**TASK PROMPT**
Copy out the rows below, switching every "photograph" to "photo" and leaving everything else as it is. Leave the pictures out of your copy.

**********

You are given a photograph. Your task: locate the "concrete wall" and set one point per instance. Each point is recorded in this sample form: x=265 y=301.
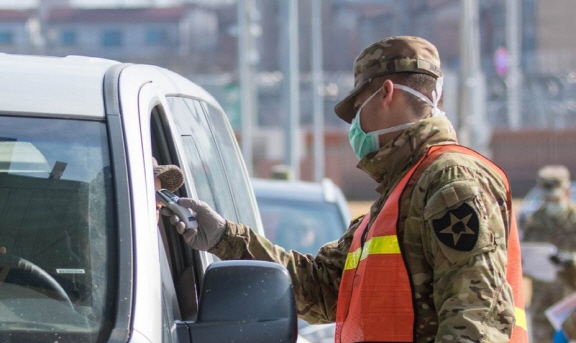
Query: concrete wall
x=519 y=153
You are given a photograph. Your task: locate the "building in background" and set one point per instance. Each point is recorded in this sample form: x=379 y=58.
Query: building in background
x=199 y=39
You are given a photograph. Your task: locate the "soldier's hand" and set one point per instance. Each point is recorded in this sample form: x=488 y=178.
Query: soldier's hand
x=211 y=225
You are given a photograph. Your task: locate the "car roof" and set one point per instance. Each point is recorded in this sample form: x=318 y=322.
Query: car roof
x=73 y=86
x=53 y=85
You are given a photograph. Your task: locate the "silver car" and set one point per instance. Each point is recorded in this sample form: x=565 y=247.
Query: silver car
x=82 y=257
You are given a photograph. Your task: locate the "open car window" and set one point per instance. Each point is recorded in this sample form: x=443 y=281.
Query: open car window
x=56 y=227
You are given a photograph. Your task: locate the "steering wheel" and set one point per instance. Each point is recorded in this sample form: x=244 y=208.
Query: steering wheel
x=25 y=273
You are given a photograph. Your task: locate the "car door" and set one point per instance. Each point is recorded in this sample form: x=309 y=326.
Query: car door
x=178 y=126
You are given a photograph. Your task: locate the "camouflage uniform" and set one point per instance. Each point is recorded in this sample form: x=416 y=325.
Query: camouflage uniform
x=560 y=230
x=457 y=263
x=461 y=295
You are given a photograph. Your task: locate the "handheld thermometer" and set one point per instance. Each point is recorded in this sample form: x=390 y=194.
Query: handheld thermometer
x=170 y=200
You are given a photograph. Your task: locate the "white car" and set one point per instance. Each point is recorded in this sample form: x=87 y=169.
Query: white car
x=82 y=258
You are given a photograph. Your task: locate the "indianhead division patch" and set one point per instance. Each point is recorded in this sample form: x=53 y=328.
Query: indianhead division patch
x=458 y=229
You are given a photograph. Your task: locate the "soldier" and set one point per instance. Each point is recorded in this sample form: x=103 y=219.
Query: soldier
x=554 y=222
x=436 y=258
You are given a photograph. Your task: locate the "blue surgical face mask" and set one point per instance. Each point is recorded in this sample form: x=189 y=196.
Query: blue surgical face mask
x=363 y=143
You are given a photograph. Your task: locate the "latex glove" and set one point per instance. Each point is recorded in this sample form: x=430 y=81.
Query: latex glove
x=211 y=225
x=562 y=259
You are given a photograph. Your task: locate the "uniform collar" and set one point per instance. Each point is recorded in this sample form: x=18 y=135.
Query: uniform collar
x=404 y=150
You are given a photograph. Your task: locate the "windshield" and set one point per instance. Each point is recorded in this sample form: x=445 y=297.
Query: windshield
x=303 y=226
x=55 y=229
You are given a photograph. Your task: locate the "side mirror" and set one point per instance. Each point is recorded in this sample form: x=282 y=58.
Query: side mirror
x=245 y=301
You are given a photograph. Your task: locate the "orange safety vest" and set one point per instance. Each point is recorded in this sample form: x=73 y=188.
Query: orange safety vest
x=375 y=301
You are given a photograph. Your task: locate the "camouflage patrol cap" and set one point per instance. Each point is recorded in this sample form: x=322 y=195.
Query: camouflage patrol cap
x=401 y=54
x=553 y=179
x=171 y=176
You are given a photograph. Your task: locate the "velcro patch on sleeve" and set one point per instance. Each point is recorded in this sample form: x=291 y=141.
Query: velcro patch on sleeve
x=457 y=216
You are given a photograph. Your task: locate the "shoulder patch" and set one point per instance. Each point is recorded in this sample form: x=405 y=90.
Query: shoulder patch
x=458 y=228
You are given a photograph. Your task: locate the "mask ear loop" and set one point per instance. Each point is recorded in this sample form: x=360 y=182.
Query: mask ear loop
x=436 y=94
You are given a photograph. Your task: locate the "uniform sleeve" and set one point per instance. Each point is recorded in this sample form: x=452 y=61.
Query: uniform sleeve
x=316 y=280
x=466 y=222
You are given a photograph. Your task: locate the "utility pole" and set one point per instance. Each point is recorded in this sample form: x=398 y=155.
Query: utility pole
x=514 y=74
x=317 y=90
x=472 y=88
x=247 y=61
x=291 y=80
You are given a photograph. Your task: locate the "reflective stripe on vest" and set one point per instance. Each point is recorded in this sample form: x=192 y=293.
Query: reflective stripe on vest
x=375 y=301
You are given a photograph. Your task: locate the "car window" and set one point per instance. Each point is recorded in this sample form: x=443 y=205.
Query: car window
x=234 y=166
x=303 y=226
x=56 y=224
x=203 y=156
x=214 y=159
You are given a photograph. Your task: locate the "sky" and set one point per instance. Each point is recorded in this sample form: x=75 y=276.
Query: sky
x=89 y=3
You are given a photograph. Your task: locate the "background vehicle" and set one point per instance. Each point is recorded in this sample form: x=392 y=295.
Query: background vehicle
x=532 y=201
x=83 y=257
x=303 y=216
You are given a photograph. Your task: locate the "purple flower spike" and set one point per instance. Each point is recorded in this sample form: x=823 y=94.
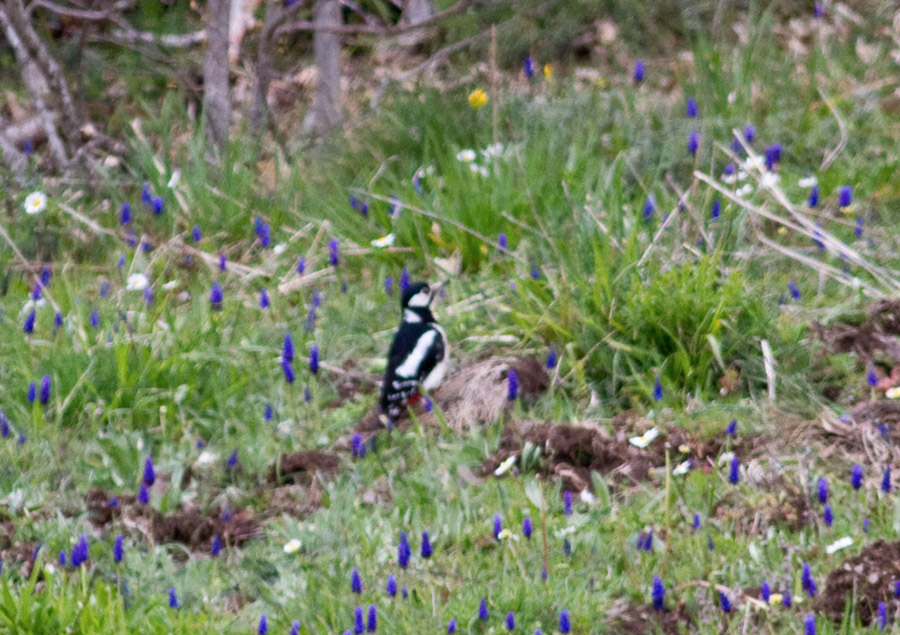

**********

**SOLUTION TO THIS TASK**
You are given a photo. Your task: locate the "concrete wall" and set one point per instance. Each point is recorded in this sample form: x=265 y=301.
Query: concrete wall
x=519 y=153
You are given a photo. Your task: locate the "building in background" and set one point per instance. Each point is recorded in this sample form: x=379 y=58.
Query: building in background
x=199 y=39
You are given a photo. Your task: locate the "soldier's hand" and set one point per instance. Each point is recorded in this sample form: x=488 y=178.
Query: soldier's hand
x=211 y=225
You are given a photo. Your task: locate the "car roof" and set one point per instance. Each point is recorded in this sample form: x=318 y=322.
Query: car roof
x=73 y=86
x=53 y=85
You are given a photo. Your task: locate the "silver car" and set one point per instance. Each point is recorded in this sample form: x=565 y=247.
Query: silver car
x=82 y=257
You are given a photo. Your task: locate the "open car window" and set one point per instance. Each point is recorded in this sample form: x=443 y=281.
Query: open car window
x=56 y=227
You are given a photo. Your task: locate the "steering wheel" and set one point per instance. Each point is recorded in this sample form: x=244 y=208.
Query: steering wheel
x=25 y=273
You are given a photo. Your task: locate the "car door" and set one point per instance. Each point is recorded in this sample form: x=309 y=326.
Query: car door
x=178 y=126
You are given a photo. Your task: locate the "camouflage uniform" and set one point per instance. Each point is recorded in this sample form: x=416 y=325.
Query: camouflage uniform
x=560 y=230
x=457 y=263
x=461 y=295
You are given a photo. Your task: locate the "handheld thermometer" and set one point per instance. Each point is recorded in this sample form: x=390 y=194.
Query: handheld thermometer
x=170 y=200
You are given a photo. Your task: locate the "white car" and set one point per instance. Each point is recorded in this sample form: x=87 y=169.
Query: white car
x=82 y=258
You are given a photo. Your task: locate the "indianhead division patch" and set one point per instance. Each point is recorded in this sample form: x=53 y=328.
Query: indianhead division patch
x=458 y=229
You are given a photo. Your task: locate the "soldier" and set one point per instance. Each point is recorded in this sample form: x=103 y=219.
Query: soldier
x=554 y=222
x=436 y=258
You are given a photo. Your task: locate the "blue surgical face mask" and set one point per instance. Each point is recorded in this sample form: x=189 y=196.
Query: blue surgical face mask
x=363 y=143
You are given a photo. Your task: locate the "latex glove" and set one point per instance. Each point is recorded in this sample form: x=430 y=81.
Query: latex glove
x=211 y=225
x=562 y=259
You are given a photo. Your task: locate the "uniform collar" and set one point per instance. Each point is recorded in this sample form: x=18 y=135.
Query: uniform collar
x=404 y=150
You are given a photo. Your task: locate the "windshield" and set one point per instance. Each point is recorded in this sample form: x=445 y=297.
Query: windshield
x=303 y=226
x=55 y=229
You are given a photo. Your task: locate the "side mirror" and set one point per instance. Each point is recorded in this sample form: x=282 y=58.
Query: side mirror
x=245 y=301
You are given a photo. Your task: locate the "orange safety vest" and set one point per instance. Each point is recorded in this sample form: x=73 y=188.
Query: orange safety vest
x=375 y=301
You are given a photo. Your task: locate the "camouflage patrol cap" and set one point per instance. Each point is recorded in this sample form: x=322 y=195.
Query: camouflage patrol cap
x=401 y=54
x=553 y=179
x=171 y=176
You are given a photo. Your task: locate the "velcro patch on sleeve" and set one point per instance. Each point is recorded in this sample form: x=291 y=141.
Query: velcro patch on sleeve
x=457 y=216
You are given a photo. Your task: locate the "shoulder patch" and set one point per instance. Each point is recorded in this sample form: x=405 y=90.
Query: shoulder patch
x=458 y=228
You are given a photo. Your task: locate the "mask ear loop" and set one point per instance. Each point is recorded in this sample form: x=360 y=182.
Query: mask ear loop
x=436 y=94
You are given a photo. Your task: locate the "uniform sleeve" and set one point per instance. Each point is recorded in this sample form: x=452 y=61.
Query: uniform sleeve
x=316 y=280
x=466 y=222
You are given a photo. Your task: locate the "utility pole" and set one point per instance. Each point is recorded in this sample form: x=398 y=155.
Query: utility pole
x=514 y=74
x=317 y=90
x=472 y=88
x=247 y=61
x=291 y=80
You are given a photo. Your task: locate the "reflective stripe on vest" and set one point per instance. Each point is recorded in this sample form: x=192 y=293.
Query: reflective stripe on vest
x=375 y=301
You are given a photo. Your task: locate the "car window" and set one point per instance. Each point is recorded in this sample form: x=443 y=205.
Query: car window
x=234 y=166
x=303 y=226
x=56 y=224
x=203 y=156
x=214 y=159
You are given a photo. Your task: locate the "sky" and set one point per instance. Each point is recorded in this sample form: x=75 y=276.
Query: sky
x=89 y=3
You are given a photo. Your task: locate the "background vehicle" and set one point per instance. Each point is recorded in this sample form: x=392 y=295.
Query: background vehicle
x=532 y=201
x=83 y=257
x=303 y=216
You are given a photo. Your task: locate the "purple flower spike" and set one point per instance. Each point is recorded in this sample form: x=823 y=94.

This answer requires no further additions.